> **Extrait fourni**:
------

Leur présence en Libye est pressante
et multiforme : forces spéciales,
conseils militaires et civils,
cooptation de responsables locaux,
etc. Ce qui complique la tâche de la
diplomatie algérienne.
Les défis sont
énormes. Toutefois, l’Algérie est une
puissance militaire de premier plan. Ses
militaires sont expérimentés et
souhaiteraient avoir une meilleure
relation avec les États-Unis. Pour être
considérés comme la force avec laquelle
il faut compter en Afrique du Nord, les
Algériens modernisent leurs forces
armées. Particulièrement depuis 1999,
les forces armées algériennes se sont
beaucoup professionnalisées. D’une part,
la conjecture internationale était
favorable, d’autre part, la volonté
politique notamment du président de la
République A. Bouteflika était
indéniable. Le pays a consacré des
efforts considérables pour moderniser
ses forces armées. L’armée algérienne
passe de la 54ème en 1994 à
la 26ème place dans le monde
en 2016. La modernisation rapide
entreprise s’inscrit dans le cadre d’un
effort plus grand pour améliorer ses
forces pour faire face à des menaces
croissantes d’instabilité politique et à
la sécurité dans la région. Cette
modernisation allait de pair avec
l’amélioration de la formation des
forces armées. Le personnel des
différents services de la défense a reçu
une formation de qualité sur
l’utilisation d’équipements sophistiqués
et dans les opérations de lutte contre
le terrorisme. L’armée a
considérablement accru ses capacités de
combat et de maîtrise des nouvelles
technologies avancées ainsi que son
stock d’armements.

------

> **Consignes**:
**1.** Remplacez « Libye » par « Tunisie » dans tout le passage de l'extrait sur l'armée algérienne qui va de « Leur présence en » jusqu'à « diplomatie algérienne. », puis recopiez ce passage.
**2.** Prolongez l'extrait sur l'armée algérienne à partir de l'endroit où il s'arrête.
Les enregistrements n'ont aucun rôle à jouer ici.

------

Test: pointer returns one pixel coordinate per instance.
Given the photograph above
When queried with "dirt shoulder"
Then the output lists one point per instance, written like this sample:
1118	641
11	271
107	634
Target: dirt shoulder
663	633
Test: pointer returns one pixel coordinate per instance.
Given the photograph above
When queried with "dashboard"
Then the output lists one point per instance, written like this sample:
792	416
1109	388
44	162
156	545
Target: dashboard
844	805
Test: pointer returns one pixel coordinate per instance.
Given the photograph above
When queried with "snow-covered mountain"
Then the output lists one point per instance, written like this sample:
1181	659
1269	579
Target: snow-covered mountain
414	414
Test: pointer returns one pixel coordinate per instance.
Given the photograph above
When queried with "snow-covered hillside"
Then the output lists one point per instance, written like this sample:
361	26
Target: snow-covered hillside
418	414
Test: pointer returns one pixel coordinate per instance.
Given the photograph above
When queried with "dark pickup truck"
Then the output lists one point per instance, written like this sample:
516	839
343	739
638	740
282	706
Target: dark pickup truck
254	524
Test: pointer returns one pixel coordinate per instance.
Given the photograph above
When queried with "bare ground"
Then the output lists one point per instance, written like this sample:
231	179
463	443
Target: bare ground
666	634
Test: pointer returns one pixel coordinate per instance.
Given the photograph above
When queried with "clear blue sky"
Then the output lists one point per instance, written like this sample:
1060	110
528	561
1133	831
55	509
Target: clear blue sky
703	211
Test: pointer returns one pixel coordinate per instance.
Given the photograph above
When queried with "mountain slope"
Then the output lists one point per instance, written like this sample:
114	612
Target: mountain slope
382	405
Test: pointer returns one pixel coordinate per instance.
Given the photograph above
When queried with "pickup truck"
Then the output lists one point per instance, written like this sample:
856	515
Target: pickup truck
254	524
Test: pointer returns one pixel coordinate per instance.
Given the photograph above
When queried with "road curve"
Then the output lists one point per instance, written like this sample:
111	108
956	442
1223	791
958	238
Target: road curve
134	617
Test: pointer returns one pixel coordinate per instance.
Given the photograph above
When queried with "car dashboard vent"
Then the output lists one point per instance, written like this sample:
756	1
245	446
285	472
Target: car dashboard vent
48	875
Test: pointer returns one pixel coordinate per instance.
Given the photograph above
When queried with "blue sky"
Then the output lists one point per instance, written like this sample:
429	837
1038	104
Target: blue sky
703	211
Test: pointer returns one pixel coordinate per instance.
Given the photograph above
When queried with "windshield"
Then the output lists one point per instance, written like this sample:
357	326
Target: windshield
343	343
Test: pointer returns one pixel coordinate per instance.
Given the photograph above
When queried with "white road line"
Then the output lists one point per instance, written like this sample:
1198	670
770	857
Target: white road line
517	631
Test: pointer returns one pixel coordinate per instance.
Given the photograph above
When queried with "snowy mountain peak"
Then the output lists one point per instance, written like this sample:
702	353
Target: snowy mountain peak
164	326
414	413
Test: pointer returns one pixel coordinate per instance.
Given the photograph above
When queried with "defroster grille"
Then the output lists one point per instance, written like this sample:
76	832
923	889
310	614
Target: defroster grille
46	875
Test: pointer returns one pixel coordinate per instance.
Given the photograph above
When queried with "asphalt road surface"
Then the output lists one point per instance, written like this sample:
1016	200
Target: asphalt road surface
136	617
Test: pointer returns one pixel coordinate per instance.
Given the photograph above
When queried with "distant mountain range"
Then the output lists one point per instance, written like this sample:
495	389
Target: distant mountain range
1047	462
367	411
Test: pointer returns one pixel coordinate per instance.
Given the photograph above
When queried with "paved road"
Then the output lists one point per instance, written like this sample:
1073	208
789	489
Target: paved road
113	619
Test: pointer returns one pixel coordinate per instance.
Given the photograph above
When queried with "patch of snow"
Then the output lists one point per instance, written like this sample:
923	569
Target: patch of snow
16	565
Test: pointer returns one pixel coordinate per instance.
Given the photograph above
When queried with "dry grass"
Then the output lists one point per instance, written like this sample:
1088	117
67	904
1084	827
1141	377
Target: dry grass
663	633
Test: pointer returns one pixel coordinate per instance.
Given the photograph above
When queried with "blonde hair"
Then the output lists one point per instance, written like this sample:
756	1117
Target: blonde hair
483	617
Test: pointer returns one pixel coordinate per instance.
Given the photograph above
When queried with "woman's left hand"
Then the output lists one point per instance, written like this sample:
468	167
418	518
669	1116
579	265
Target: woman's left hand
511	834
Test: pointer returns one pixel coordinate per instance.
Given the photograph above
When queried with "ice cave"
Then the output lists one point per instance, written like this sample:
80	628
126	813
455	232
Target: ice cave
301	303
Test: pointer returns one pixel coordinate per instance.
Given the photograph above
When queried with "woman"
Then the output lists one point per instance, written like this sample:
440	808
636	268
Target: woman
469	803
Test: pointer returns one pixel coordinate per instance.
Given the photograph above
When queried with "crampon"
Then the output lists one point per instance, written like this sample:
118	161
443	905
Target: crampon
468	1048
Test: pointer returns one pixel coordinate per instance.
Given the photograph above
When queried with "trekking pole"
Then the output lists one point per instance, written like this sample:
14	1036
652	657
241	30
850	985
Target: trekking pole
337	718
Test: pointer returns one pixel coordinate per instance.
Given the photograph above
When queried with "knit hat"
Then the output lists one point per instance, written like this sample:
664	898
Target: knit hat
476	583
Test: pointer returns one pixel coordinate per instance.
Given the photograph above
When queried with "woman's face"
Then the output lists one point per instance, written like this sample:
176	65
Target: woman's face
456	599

------

> **Réponses dans l'ordre**:
**1.**
Leur présence en Tunisie est pressante
et multiforme : forces spéciales,
conseils militaires et civils,
cooptation de responsables locaux,
etc. Ce qui complique la tâche de la
diplomatie algérienne.

**2.**
L’armée algérienne
est parmi les plus organisées dans la
région de l’Afrique du Nord. Elle a
considérablement augmenté ses capacités
de contrôle et de maîtrise des
technologies d’armements modernes ; elle
est classée à la 25e place
quant aux capacités de maîtrise des
technologies de défenses modernes et
l’utilisation des systèmes électroniques
complexes. Entre 2000 et 2004, les
avions d’attaque représentent 27% de la
totalité des ventes d’armements dans le
monde. Et c’est bien le cas de l’Algérie
en vertu des avions qu’elle a acheté à
la Russie. L’Algérie développe également
son industrie de défense en formant des
coentreprises avec des entreprises de
plusieurs pays comme l’Allemagne, la
Serbie, etc. Le pays semble déterminé à
garantir une dissuasion contre toute
éventuelle menace notamment étatique.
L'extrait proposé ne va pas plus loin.